Me: it was my grandmother’s ring
Her: *gasp* it’s beautiful
Me: and this is my mother’s wedding dress
Her: your… your family is okay with you trick or treating in that?
BREAKING: FBI discovers that Hillary’s 30,000 deleted emails were all Facebook notifications from Biden tagging her on cat videos.
me: can I try
satan: no
me: why not
satan pausing xbox: well it wouldn’t be hell then would it
My wife complains that I never open the car door for her, but when I do she’s all, “Stop it, you’re driving too fast! We’re on a bridge!”
Wife: I’m seeing someone behind your back.
Me: *frightened* Are… are they there now?
He said I’d love to look into that beautiful brain of yours.
I said, ok but it’s just like watching a squirrel running through traffic trying to get to the other side really.
And they say flirting is hard.
You sure about that?
likes 853 pics in your media, don’t make this awkward boo.

+===+

### [Tasks to complete]
A. Answer these questions about the jokes:
(i) Whose ring does the speaker say it was?
(ii) What does the FBI discover the 30,000 deleted emails were?
(iii) What is satan doing as he gives his reason?
B. Please reproduce the part of the jokes between "Wife: I’m seeing" and "flirting is hard.", inclusive, without any changes.
These rows have no connection to the jokes.

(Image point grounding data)
+===+

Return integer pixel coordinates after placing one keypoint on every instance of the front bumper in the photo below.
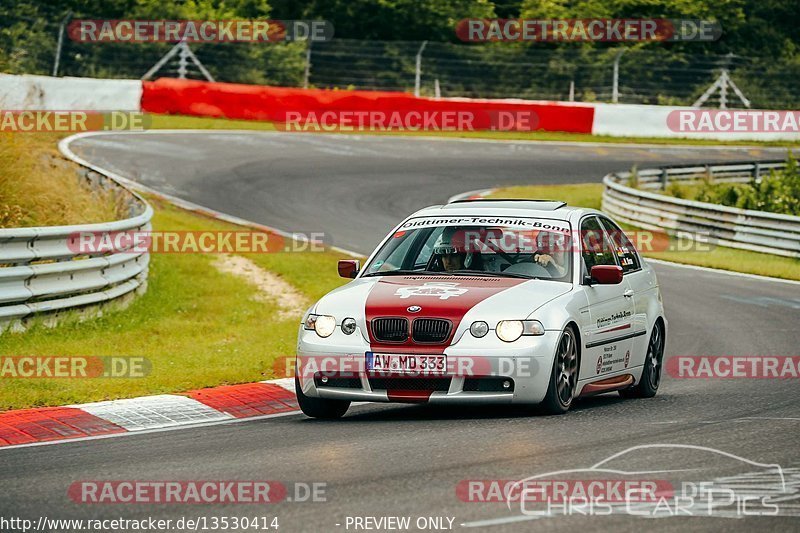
(526, 363)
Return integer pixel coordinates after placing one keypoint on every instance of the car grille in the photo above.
(426, 384)
(488, 384)
(430, 330)
(390, 329)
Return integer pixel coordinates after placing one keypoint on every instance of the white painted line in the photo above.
(64, 147)
(720, 271)
(484, 192)
(665, 146)
(286, 383)
(153, 412)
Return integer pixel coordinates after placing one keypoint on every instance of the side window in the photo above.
(624, 248)
(596, 248)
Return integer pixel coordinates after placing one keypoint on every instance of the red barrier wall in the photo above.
(255, 102)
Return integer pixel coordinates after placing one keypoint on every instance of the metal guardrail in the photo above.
(758, 231)
(42, 271)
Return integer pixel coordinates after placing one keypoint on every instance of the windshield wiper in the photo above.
(404, 272)
(492, 274)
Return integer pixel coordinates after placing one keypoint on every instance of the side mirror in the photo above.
(348, 268)
(607, 274)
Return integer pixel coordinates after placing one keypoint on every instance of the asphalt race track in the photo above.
(401, 460)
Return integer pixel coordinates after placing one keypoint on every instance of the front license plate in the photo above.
(407, 363)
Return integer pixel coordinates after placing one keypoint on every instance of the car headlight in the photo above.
(511, 330)
(348, 326)
(479, 329)
(322, 324)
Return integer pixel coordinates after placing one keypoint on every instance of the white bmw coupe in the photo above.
(487, 301)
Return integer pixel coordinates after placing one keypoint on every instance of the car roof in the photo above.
(552, 209)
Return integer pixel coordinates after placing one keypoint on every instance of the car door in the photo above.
(608, 317)
(641, 281)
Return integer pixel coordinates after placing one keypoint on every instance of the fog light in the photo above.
(479, 329)
(348, 326)
(509, 330)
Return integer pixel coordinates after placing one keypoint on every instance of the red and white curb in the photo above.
(202, 407)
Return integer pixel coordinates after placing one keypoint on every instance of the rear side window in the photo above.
(624, 248)
(596, 248)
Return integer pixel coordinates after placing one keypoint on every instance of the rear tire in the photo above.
(563, 375)
(653, 365)
(319, 407)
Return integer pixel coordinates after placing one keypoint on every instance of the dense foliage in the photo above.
(376, 41)
(779, 192)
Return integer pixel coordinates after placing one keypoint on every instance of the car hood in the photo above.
(450, 297)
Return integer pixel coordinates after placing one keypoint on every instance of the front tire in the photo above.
(653, 365)
(563, 376)
(319, 407)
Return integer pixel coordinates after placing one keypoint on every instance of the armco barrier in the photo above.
(27, 92)
(758, 231)
(254, 102)
(41, 271)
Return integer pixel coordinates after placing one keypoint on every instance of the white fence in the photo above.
(758, 231)
(43, 270)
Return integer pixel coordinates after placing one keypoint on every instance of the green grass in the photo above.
(196, 326)
(590, 195)
(184, 122)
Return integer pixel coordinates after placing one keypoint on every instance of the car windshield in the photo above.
(508, 247)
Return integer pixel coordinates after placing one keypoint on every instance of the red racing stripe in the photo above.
(446, 297)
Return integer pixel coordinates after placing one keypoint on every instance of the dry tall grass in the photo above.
(39, 188)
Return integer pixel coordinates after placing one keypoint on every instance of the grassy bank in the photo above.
(39, 188)
(198, 327)
(589, 195)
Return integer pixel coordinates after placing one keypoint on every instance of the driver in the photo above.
(551, 252)
(451, 258)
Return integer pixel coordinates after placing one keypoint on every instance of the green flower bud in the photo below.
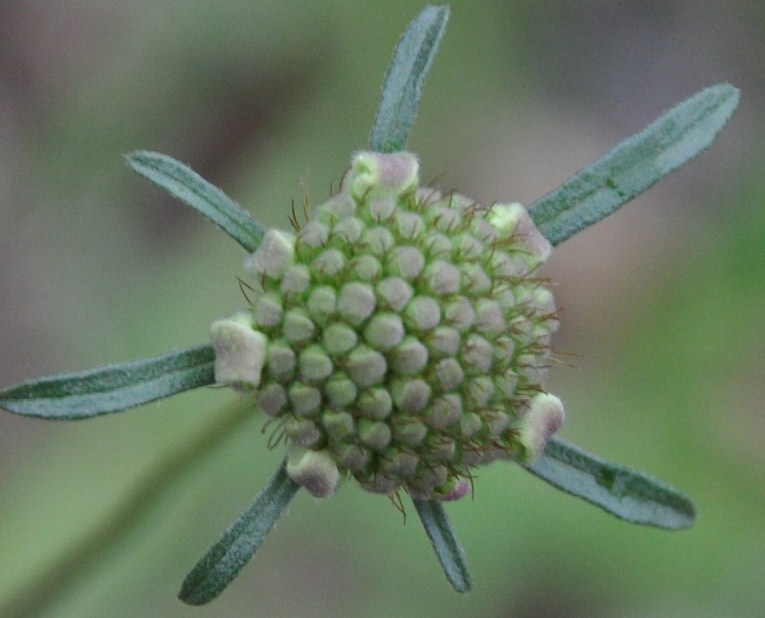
(403, 336)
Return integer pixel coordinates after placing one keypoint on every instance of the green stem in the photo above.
(63, 575)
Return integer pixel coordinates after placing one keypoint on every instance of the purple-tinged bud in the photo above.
(375, 175)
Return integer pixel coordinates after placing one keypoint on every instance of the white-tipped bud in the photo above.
(274, 256)
(240, 351)
(314, 470)
(374, 175)
(543, 418)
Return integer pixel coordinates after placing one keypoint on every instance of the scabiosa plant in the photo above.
(399, 336)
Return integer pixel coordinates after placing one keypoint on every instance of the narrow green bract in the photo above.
(111, 388)
(635, 165)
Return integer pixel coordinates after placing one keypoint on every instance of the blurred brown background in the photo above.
(662, 333)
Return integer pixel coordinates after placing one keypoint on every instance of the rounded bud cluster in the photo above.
(400, 337)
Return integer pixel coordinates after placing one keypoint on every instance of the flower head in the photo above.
(401, 336)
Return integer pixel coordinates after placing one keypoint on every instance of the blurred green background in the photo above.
(662, 338)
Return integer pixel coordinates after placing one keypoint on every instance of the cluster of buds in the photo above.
(400, 336)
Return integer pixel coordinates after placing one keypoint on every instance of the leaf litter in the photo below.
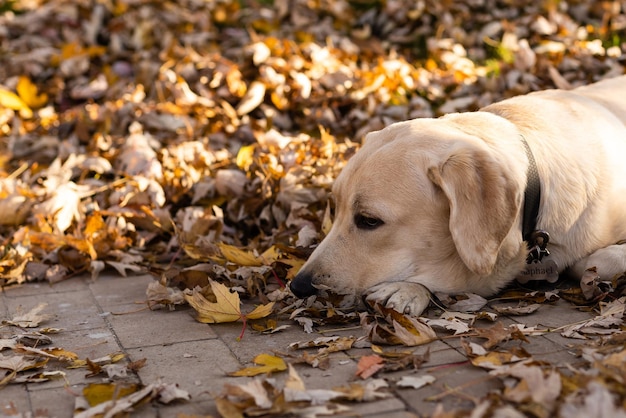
(197, 141)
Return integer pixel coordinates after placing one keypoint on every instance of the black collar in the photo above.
(532, 196)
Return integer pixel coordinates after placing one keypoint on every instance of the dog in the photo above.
(441, 204)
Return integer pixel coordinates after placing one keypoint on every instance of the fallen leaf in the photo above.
(369, 365)
(226, 309)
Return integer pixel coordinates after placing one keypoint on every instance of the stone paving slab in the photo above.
(109, 315)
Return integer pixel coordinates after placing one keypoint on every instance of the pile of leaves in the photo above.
(198, 141)
(149, 135)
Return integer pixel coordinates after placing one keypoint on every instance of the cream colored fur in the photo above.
(449, 193)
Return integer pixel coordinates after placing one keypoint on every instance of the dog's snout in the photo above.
(302, 285)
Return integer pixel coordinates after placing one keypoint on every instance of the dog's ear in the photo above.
(484, 202)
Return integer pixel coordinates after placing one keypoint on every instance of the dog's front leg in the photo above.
(405, 297)
(608, 262)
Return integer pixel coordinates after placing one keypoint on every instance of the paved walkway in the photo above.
(106, 316)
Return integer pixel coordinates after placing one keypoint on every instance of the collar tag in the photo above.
(538, 267)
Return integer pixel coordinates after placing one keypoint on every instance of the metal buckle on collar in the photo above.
(538, 243)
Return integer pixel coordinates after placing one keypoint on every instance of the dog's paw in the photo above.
(408, 298)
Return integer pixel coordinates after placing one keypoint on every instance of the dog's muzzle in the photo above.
(302, 285)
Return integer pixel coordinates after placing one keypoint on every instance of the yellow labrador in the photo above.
(439, 204)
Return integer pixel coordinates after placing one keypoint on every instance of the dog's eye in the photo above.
(367, 222)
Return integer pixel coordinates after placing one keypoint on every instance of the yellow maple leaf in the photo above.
(29, 93)
(227, 308)
(266, 364)
(12, 101)
(247, 258)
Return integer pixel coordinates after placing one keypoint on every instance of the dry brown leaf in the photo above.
(369, 365)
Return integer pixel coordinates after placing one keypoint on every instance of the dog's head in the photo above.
(425, 201)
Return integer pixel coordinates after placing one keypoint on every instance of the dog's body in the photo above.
(437, 204)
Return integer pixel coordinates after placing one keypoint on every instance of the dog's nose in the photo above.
(302, 285)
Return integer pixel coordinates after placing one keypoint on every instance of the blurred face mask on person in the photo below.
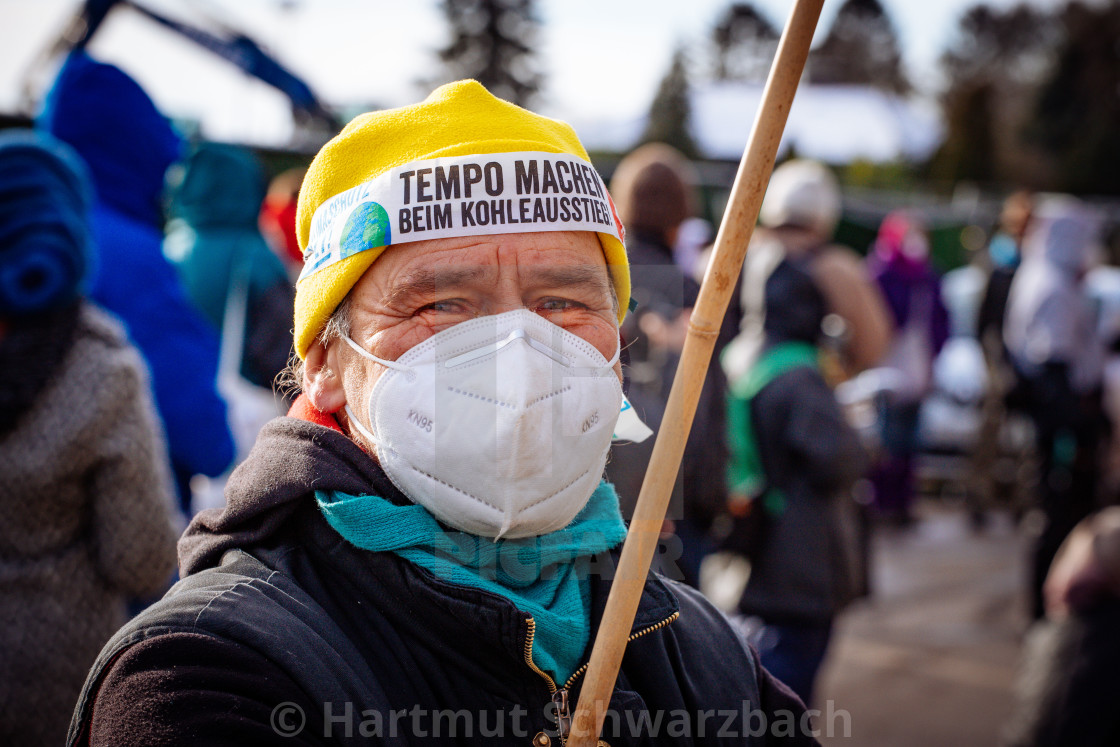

+===+

### [Task solutions]
A.
(i) The speaker's grandmother's.
(ii) Facebook notifications from Biden tagging her on cat videos.
(iii) Pausing his Xbox.

B.
Wife: I’m seeing someone behind your back.
Me: *frightened* Are… are they there now?
He said I’d love to look into that beautiful brain of yours.
I said, ok but it’s just like watching a squirrel running through traffic trying to get to the other side really.
And they say flirting is hard.